■ Selected extract:
%%

1. How many circuits are present in an equivalent circuit for the digital optical fiber receiver?
a) Four
b) One
c) Three
d) Two
Answer: a
Explanation: A full equivalent circuit for the digital optical fiber receiver includes four circuits. These are the detector circuit, noise sources, and amplifier and equalizer circuit.

2. __________ compensates for distortion of the signal due to the combined transmitter, medium and receiver characteristics.
a) Amplification
b) Distortion
c) Equalization
d) Dispersion
Answer: c
Explanation: Equalization adjusts the balance between frequency components within an electronic signal. It compensates for distortion of the signal. The distortion may be due to the transmitter, receiver etc.

3. ____________ is also known as frequency-shaping filter.
a) Resonator
b) Amplifiers
c) Attenuator
d) Equalizer
Answer: d
Explanation: Equalizer, often called as frequency-shaping filter has a frequency response inverse to that of the overall system frequency response. In wideband systems, it boosts the high frequency components to correct the overall amplitude of the frequency response.

4. The phase frequency response of the system should be ____________ in order to minimize inter-symbol interference.
a) Non-Linear
b) Linear
c) More
d) Less
Answer: b
Explanation: An equalizer is used as frequency shaping filter. The phase frequency response of the system should be linear to acquire the desired spectral shape for digital systems. This, in turn, minimizes the inter-symbol interference.

%%

■ Material to process:
%%

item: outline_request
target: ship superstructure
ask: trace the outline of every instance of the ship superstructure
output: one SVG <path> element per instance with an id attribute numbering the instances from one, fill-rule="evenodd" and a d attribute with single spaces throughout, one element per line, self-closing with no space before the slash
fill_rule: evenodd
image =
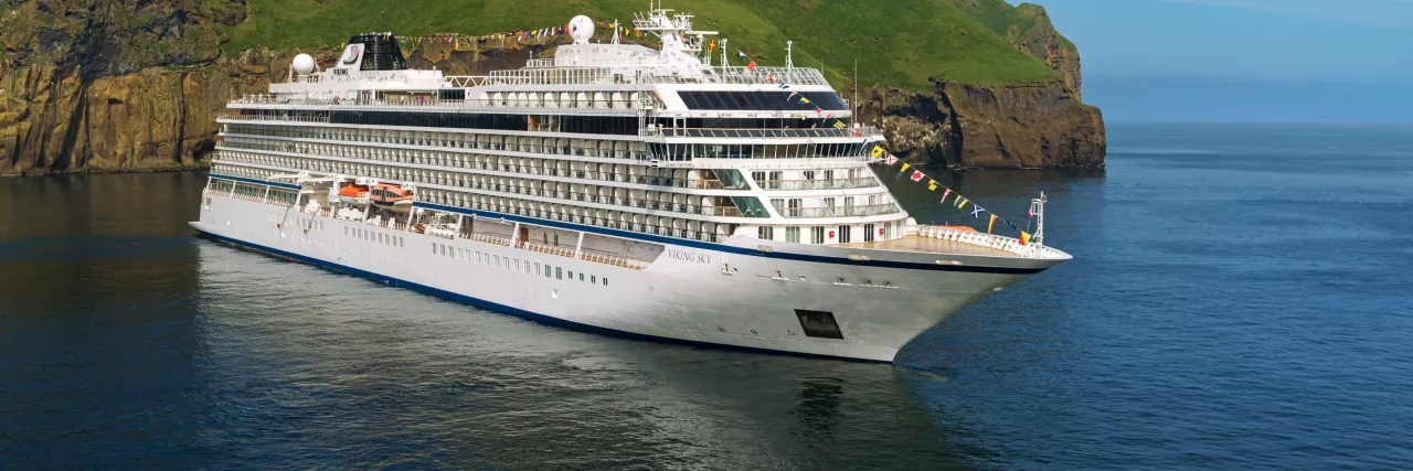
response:
<path id="1" fill-rule="evenodd" d="M 820 71 L 712 66 L 691 20 L 636 18 L 651 49 L 575 17 L 552 58 L 485 76 L 407 69 L 390 34 L 295 58 L 219 117 L 192 226 L 516 314 L 879 361 L 1068 259 L 917 224 Z"/>

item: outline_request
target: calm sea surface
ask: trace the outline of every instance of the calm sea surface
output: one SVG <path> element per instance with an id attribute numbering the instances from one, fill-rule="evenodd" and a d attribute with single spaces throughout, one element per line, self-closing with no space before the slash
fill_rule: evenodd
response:
<path id="1" fill-rule="evenodd" d="M 192 237 L 202 175 L 0 179 L 0 467 L 1407 468 L 1413 127 L 1112 126 L 948 176 L 1075 255 L 896 365 L 612 338 Z M 920 220 L 969 219 L 885 179 Z M 942 173 L 942 172 L 935 172 Z"/>

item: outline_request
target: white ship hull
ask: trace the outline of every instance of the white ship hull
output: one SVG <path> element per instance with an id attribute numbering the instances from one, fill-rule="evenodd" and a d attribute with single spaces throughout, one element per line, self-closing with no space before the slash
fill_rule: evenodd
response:
<path id="1" fill-rule="evenodd" d="M 766 254 L 746 250 L 757 247 L 757 240 L 733 237 L 725 244 L 666 244 L 647 268 L 633 269 L 220 195 L 206 197 L 201 220 L 191 226 L 218 241 L 503 313 L 680 341 L 870 361 L 892 361 L 899 348 L 947 316 L 1061 261 L 944 255 L 959 267 L 942 267 L 921 259 L 935 254 L 899 252 L 920 259 L 851 262 L 844 248 Z M 401 238 L 401 245 L 379 243 L 377 234 L 384 241 Z M 482 252 L 507 264 L 444 257 L 438 247 Z M 524 269 L 528 267 L 554 267 L 572 275 L 547 276 L 545 268 Z M 846 282 L 838 282 L 841 278 Z M 832 313 L 844 338 L 807 336 L 796 310 Z"/>

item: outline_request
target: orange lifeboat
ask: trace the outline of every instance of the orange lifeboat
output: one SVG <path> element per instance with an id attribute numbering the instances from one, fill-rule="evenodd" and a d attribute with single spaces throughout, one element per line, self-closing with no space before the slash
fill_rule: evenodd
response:
<path id="1" fill-rule="evenodd" d="M 413 190 L 394 183 L 377 183 L 367 192 L 373 204 L 391 209 L 394 212 L 408 212 L 413 209 Z"/>
<path id="2" fill-rule="evenodd" d="M 343 197 L 367 197 L 367 186 L 363 185 L 345 185 L 339 189 L 339 196 Z"/>

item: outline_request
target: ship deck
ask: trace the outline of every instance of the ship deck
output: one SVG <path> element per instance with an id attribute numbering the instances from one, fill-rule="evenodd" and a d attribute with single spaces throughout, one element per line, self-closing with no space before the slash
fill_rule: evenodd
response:
<path id="1" fill-rule="evenodd" d="M 954 254 L 954 255 L 978 255 L 978 257 L 1006 257 L 1016 258 L 1016 254 L 995 250 L 991 247 L 982 247 L 976 244 L 968 244 L 962 241 L 952 241 L 937 237 L 920 237 L 907 236 L 903 238 L 872 241 L 872 243 L 848 243 L 838 244 L 838 247 L 845 248 L 868 248 L 868 250 L 892 250 L 892 251 L 906 251 L 906 252 L 927 252 L 927 254 Z"/>

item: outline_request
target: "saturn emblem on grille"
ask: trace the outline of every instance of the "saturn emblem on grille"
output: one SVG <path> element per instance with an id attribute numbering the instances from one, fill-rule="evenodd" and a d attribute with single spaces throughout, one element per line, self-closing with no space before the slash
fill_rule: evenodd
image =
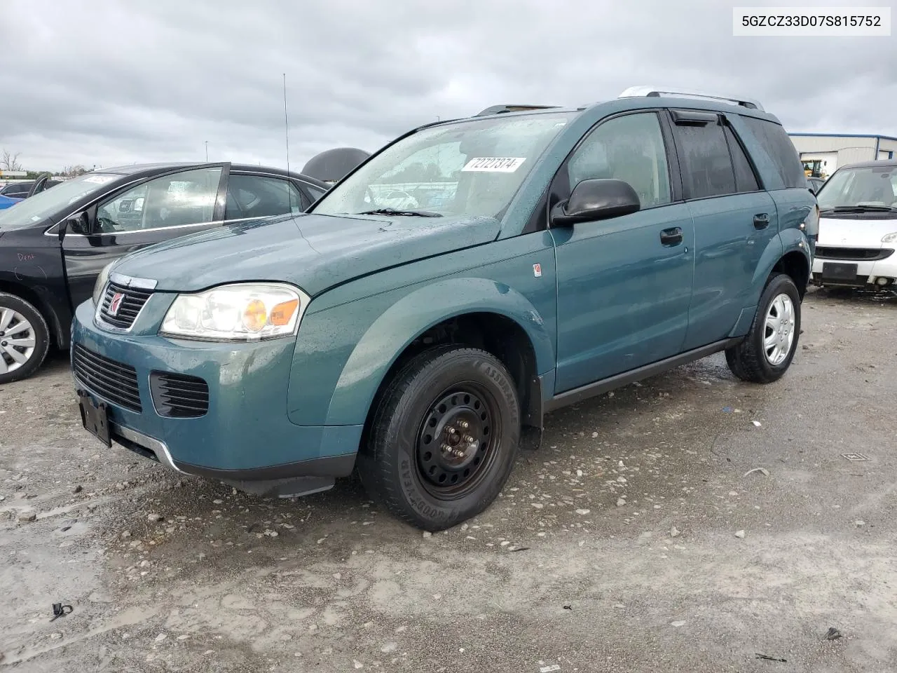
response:
<path id="1" fill-rule="evenodd" d="M 118 309 L 121 307 L 121 301 L 125 299 L 125 295 L 121 293 L 116 293 L 112 295 L 112 301 L 109 302 L 109 313 L 110 316 L 118 315 Z"/>

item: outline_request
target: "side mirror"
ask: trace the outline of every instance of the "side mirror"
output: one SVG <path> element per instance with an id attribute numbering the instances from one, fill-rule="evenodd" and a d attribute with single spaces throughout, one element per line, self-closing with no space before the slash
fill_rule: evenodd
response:
<path id="1" fill-rule="evenodd" d="M 72 233 L 80 233 L 87 236 L 91 233 L 91 219 L 87 213 L 79 213 L 72 215 L 66 221 L 67 229 Z"/>
<path id="2" fill-rule="evenodd" d="M 641 208 L 639 195 L 628 182 L 618 179 L 582 180 L 570 195 L 552 208 L 553 226 L 570 226 L 578 222 L 606 220 L 627 215 Z"/>

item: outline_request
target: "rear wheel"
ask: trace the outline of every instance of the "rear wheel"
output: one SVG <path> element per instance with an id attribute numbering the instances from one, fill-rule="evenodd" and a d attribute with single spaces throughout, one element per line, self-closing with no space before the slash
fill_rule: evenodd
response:
<path id="1" fill-rule="evenodd" d="M 33 374 L 47 357 L 49 329 L 40 311 L 0 293 L 0 385 Z"/>
<path id="2" fill-rule="evenodd" d="M 440 346 L 413 358 L 380 396 L 359 475 L 394 516 L 441 530 L 498 497 L 519 439 L 504 365 L 485 351 Z"/>
<path id="3" fill-rule="evenodd" d="M 791 277 L 778 274 L 760 297 L 745 340 L 726 351 L 732 373 L 752 383 L 771 383 L 788 371 L 800 337 L 800 294 Z"/>

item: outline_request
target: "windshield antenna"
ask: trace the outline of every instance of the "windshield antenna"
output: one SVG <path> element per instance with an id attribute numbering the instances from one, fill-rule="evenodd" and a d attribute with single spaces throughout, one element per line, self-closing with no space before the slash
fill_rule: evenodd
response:
<path id="1" fill-rule="evenodd" d="M 283 131 L 286 135 L 286 176 L 290 179 L 290 120 L 286 115 L 286 73 L 283 73 Z M 284 182 L 286 187 L 287 203 L 290 204 L 290 212 L 292 213 L 292 189 L 288 182 Z"/>
<path id="2" fill-rule="evenodd" d="M 286 116 L 286 73 L 283 73 L 283 127 L 286 131 L 286 171 L 290 172 L 290 122 Z"/>

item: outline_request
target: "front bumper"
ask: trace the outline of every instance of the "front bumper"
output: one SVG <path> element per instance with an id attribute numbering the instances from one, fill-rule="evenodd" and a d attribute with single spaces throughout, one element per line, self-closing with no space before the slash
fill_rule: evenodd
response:
<path id="1" fill-rule="evenodd" d="M 852 278 L 832 278 L 826 275 L 825 265 L 857 265 L 857 273 Z M 830 267 L 831 268 L 831 267 Z M 897 253 L 884 259 L 863 260 L 815 257 L 813 260 L 811 282 L 817 285 L 843 287 L 897 287 Z"/>
<path id="2" fill-rule="evenodd" d="M 170 303 L 170 298 L 153 295 L 141 318 L 158 318 Z M 274 489 L 292 495 L 328 487 L 354 467 L 361 425 L 296 425 L 289 419 L 292 339 L 212 344 L 165 338 L 152 330 L 111 333 L 94 324 L 89 301 L 75 311 L 72 342 L 73 365 L 80 347 L 134 368 L 139 396 L 135 408 L 104 395 L 77 372 L 75 384 L 106 402 L 110 435 L 117 443 L 173 469 L 244 490 Z M 153 371 L 204 380 L 208 411 L 193 418 L 160 415 L 151 390 Z M 302 487 L 291 491 L 285 482 L 297 480 L 304 480 Z"/>

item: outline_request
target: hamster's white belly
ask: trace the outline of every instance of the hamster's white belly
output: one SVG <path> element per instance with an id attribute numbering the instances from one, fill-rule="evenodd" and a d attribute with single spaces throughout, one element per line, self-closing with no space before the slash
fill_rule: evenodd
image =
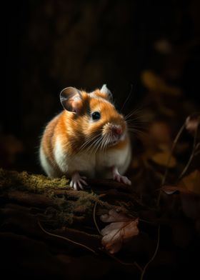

%%

■ Work to do:
(A) Answer these questions from the quiz on optical fiber receivers:
(i) How many circuits make up a full equivalent circuit for the digital optical fiber receiver?
(ii) What is another name for an equalizer?
(iii) In wideband systems, which frequency components does the equalizer boost?
(B) Convert the listing, from its first line up to and including the line containing "820 71 L 712", into a JSON list of strings with one string per line. Skip blank lines, and leave the pictures out.
The listing has nothing to do with the text.

■ Set of answers:
(A)
(i) Four
(ii) Frequency-shaping filter
(iii) The high frequency components

(B)
[
  "item: outline_request",
  "target: ship superstructure",
  "ask: trace the outline of every instance of the ship superstructure",
  "output: one SVG <path> element per instance with an id attribute numbering the instances from one, fill-rule=\"evenodd\" and a d attribute with single spaces throughout, one element per line, self-closing with no space before the slash",
  "fill_rule: evenodd",
  "image =",
  "response:",
  "<path id=\"1\" fill-rule=\"evenodd\" d=\"M 820 71 L 712 66 L 691 20 L 636 18 L 651 49 L 575 17 L 552 58 L 485 76 L 407 69 L 390 34 L 295 58 L 219 117 L 192 226 L 516 314 L 879 361 L 1068 259 L 917 224 Z\"/>"
]